• INPUT
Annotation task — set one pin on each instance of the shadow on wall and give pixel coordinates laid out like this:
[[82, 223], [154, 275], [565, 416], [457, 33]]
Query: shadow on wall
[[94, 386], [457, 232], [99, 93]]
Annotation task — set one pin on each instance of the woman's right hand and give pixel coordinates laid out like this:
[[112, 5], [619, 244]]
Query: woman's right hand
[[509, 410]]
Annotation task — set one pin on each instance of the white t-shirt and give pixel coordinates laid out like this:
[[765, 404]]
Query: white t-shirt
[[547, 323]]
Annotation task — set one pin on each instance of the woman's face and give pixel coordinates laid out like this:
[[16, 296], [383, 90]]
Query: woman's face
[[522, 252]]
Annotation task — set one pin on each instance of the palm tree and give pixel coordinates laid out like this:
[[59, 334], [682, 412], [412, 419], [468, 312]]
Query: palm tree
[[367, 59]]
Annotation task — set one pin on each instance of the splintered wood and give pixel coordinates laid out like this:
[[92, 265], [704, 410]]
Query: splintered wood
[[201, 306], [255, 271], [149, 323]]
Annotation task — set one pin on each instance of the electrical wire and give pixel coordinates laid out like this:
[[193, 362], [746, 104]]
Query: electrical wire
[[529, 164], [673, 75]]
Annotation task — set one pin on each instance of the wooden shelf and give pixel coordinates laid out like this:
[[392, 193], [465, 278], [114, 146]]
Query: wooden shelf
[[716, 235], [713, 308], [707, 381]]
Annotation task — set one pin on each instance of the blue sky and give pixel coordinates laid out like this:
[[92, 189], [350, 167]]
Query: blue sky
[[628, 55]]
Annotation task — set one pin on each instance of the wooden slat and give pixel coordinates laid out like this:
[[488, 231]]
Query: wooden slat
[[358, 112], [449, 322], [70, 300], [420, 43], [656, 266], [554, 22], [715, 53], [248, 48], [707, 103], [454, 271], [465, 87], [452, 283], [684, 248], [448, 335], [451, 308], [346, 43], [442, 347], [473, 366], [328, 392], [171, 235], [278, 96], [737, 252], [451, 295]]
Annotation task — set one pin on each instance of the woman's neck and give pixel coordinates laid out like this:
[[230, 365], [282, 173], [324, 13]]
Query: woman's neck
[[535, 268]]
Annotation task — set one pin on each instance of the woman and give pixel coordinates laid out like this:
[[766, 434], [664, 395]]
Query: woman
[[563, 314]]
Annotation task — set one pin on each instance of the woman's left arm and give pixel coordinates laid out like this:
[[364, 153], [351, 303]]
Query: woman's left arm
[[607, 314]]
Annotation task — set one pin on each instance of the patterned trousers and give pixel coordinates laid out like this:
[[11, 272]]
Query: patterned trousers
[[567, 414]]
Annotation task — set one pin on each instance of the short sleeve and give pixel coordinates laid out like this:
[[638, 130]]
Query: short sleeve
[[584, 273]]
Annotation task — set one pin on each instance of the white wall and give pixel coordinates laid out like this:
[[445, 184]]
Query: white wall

• INSTRUCTIONS FOR THE TASK
Please output only the lines from the first line of the entries through the line with "[[112, 5], [619, 244]]", both included, exactly as written.

• RESPONSE AREA
Annotation task — set one pin on each instance of the shadow on wall and give pixel coordinates laid out like this:
[[82, 223], [154, 275], [565, 416], [457, 33]]
Query: shadow on wall
[[94, 386], [457, 232], [99, 93]]
Annotation task — set one pin on each instance of the woman's right hand and give pixel coordinates laid out like this:
[[112, 5], [619, 244]]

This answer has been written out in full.